• Stated problem:
Skip the pictures. Copy all the rest of the records down exactly.
====
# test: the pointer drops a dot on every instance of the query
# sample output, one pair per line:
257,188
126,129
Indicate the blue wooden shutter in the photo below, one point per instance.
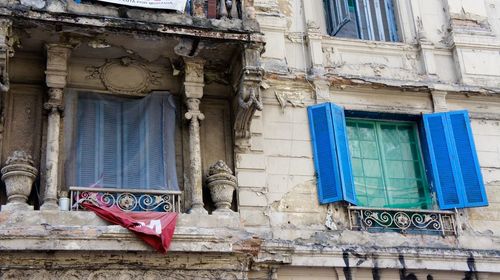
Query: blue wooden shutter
88,138
337,15
474,191
154,142
133,145
111,143
331,153
343,154
456,176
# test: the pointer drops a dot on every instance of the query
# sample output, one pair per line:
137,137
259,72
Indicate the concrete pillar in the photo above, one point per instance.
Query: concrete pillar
56,73
193,92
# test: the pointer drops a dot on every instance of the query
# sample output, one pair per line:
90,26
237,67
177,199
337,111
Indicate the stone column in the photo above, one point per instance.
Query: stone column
193,92
6,51
56,73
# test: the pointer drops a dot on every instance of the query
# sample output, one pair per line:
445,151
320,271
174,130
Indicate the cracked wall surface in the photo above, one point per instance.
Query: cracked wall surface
447,59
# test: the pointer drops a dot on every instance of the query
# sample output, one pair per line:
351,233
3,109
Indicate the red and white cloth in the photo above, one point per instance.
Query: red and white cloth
155,228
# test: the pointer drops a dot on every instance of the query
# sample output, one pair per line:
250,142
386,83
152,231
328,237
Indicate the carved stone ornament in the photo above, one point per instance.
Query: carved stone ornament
222,184
18,175
248,99
124,76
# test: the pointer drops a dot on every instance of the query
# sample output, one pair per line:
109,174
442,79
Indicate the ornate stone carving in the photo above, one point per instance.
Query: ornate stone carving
6,51
18,175
248,95
193,91
222,184
296,99
55,77
124,76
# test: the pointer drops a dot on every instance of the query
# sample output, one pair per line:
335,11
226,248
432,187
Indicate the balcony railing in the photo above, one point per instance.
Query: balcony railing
127,199
402,220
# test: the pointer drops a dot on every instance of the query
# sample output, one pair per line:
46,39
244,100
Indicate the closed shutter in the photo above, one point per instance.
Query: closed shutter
330,146
88,142
456,176
133,145
154,143
474,191
111,159
441,154
343,154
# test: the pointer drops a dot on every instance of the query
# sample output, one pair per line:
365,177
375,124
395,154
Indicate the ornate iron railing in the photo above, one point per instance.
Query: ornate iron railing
127,199
402,220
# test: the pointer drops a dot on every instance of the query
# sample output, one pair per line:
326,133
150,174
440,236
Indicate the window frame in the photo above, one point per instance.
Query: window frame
381,13
71,143
422,162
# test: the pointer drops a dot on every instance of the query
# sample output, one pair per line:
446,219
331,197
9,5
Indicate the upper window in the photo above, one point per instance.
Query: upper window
379,164
125,143
362,19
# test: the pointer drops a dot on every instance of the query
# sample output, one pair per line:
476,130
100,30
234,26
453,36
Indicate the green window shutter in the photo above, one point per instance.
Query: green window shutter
387,164
329,140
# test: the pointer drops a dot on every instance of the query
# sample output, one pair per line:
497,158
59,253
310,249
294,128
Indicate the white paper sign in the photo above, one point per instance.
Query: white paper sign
178,5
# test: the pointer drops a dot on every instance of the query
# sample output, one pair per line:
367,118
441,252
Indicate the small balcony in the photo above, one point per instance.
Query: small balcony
127,199
402,220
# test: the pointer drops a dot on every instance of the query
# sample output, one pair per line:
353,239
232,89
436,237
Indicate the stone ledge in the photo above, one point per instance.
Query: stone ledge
81,230
314,255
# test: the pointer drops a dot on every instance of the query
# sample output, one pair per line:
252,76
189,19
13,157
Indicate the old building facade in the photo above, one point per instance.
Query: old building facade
362,138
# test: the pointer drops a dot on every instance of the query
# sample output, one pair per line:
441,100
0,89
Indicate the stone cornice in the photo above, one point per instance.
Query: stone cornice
176,28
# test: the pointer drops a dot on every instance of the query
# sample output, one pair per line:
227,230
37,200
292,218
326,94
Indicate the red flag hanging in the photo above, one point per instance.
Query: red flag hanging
155,228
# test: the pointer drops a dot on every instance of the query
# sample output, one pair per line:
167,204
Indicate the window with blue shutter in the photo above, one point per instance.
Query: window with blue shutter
362,19
457,177
379,162
331,154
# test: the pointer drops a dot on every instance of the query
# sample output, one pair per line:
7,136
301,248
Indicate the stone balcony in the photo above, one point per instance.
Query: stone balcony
201,17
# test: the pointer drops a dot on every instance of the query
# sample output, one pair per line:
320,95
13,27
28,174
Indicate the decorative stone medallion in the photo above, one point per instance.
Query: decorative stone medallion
124,75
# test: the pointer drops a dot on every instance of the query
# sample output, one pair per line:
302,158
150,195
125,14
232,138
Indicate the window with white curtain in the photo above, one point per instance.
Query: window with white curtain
117,142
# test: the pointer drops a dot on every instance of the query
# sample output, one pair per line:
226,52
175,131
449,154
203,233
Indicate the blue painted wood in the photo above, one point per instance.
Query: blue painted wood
446,179
343,154
474,192
88,139
325,153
====
• Written solution:
# test: the pointer drops a dot on every instance of the query
# sample output, one pair per line:
257,188
126,129
Indicate the blue wooden shutter in the photo below, one point per instance.
Query: blue wooden shutter
88,138
337,15
474,191
154,142
133,145
111,143
331,153
343,154
456,176
# test: the pointer drops a dot on every instance of the query
# sample output, one pair per line:
137,137
259,72
Indicate the concrete pillar in the photo above, one point per instance.
Query: concrete pillar
56,73
193,92
# test: the pointer drops a dot on every instance of the query
# sample output, one pair per line:
90,26
237,67
177,199
337,111
Indicate the stone column in the photo above, one point per instance.
Query: stone column
193,92
6,51
56,73
# test: the pointer drops a dot on every instance of the query
# sample output, one pair per line:
445,151
320,271
174,130
Indicate the cracked wall surface in the photo above, one point per instance.
Query: cracked wall surface
447,59
# test: the pointer drops a dot on every instance of the query
# sample output, one pair per line:
351,233
3,109
Indicate the red and white cloth in the photo above, one point per instance.
Query: red and white cloth
155,228
# test: the pointer drops a dot on every instance of the query
# sample output, one pair per line:
250,142
386,83
152,231
328,237
Indicate the carved stone ornament in the photo above, one point per instance.
Query: carved stone ornament
222,184
18,175
248,99
124,76
# test: the pointer drops a dot on every instance of the query
# sample output, one pair per line:
109,174
442,79
Indicate the ornate stone carving in the photo above, one point per instance.
Query: ornate stone carving
6,51
18,175
248,95
193,91
222,184
296,99
55,77
124,76
# test: the pointer drops a dot on every instance of the query
# sample output, one pair per line:
335,11
226,248
432,187
Indicate the balcony railing in the photo above, one point per instance.
Query: balcony railing
127,199
402,220
# test: the pointer drops a dot on every instance of the query
# sample output, one pair per line:
46,39
244,100
Indicate the closed shutter in the photo above, one point per instance.
Query: closed shutter
330,146
88,142
456,176
133,145
154,143
474,191
111,159
441,154
343,154
# test: the pointer drops a dot on every instance of the query
# sample output, one pair per line:
365,177
375,124
395,154
Indicate the ornate iron railing in the photo above, one point per instance.
Query: ornate iron railing
127,199
402,220
# test: the pointer drops a dot on every instance of the query
# sample output, one pair per line:
326,133
150,174
440,236
Indicate the window frame in the photo above, one point per instance.
Query: window frame
381,13
71,143
422,162
# test: the pointer drops a dot on every instance of the query
# sample output, one pair per line:
446,219
331,197
9,5
Indicate the upper window in the photo above, one point per instance.
Query: upper window
379,164
125,143
362,19
# test: the pointer drops a dot on every instance of the query
# sample output, one pair per line:
476,130
100,30
234,26
453,36
Indicate the green window shutter in the photo above, one point per instance.
Query: green window shutter
387,164
329,140
# test: the pointer drops a dot on every instance of the query
# sample output, one pair per line:
497,158
59,253
310,249
294,128
Indicate the white paper sign in the photo above, one point per instance.
Query: white paper sign
178,5
# test: the pointer drops a dot on every instance of the query
# sample output, one pair per line:
367,118
441,252
Indicate the small balcony in the photo above, one point per instance.
Query: small balcony
127,199
402,220
# test: the pointer drops a dot on every instance of the query
# sample output, one pair per line:
353,239
232,89
436,237
Indicate the stone ledge in the photo above, one point per instance.
Query: stone ledge
81,230
314,255
# test: the pointer drops a dot on every instance of the query
# sample output, one pair per line:
252,76
189,19
13,157
Indicate the old building facade in the photo above, one point per instance.
Query: old building facade
362,138
# test: the pointer drops a dot on every instance of the query
# sample output, one pair per line:
441,100
0,89
Indicate the stone cornice in the photo above, one point per instance.
Query: stone cornice
176,28
# test: the pointer drops a dot on every instance of the query
# sample output, one pair per line:
227,230
37,200
292,218
326,94
Indicate the red flag hanging in the photo above, one point per instance.
Query: red flag hanging
155,228
# test: the pointer drops a dot on every instance of the query
# sample output, one pair per line:
167,204
Indicate the window with blue shutter in the photo above, one point per instance.
Query: window with blue shutter
362,19
457,177
379,162
331,154
# test: the pointer drops a dot on every instance of the query
# sample output, one pair per line:
7,136
301,248
Indicate the stone balcony in the photo above, one point per instance.
Query: stone balcony
201,17
# test: the pointer drops a dot on every instance of the query
# sample output, one pair per line:
320,95
13,27
28,174
Indicate the decorative stone medallion in the photo above, one point per instance.
Query: decorative stone medallion
124,75
# test: the pointer drops a dot on every instance of the query
# sample output, one pair per line:
302,158
150,195
125,14
232,138
Indicate the window with white curtain in the photo above, one point per instance.
Query: window with white curtain
117,142
# test: the pointer drops a dot on every instance of the query
# sample output, one pair per line:
226,52
175,131
449,154
203,233
Indicate the blue painted wood in the photo above, one point per instance.
Query: blue painted wood
446,179
343,154
474,192
88,139
325,153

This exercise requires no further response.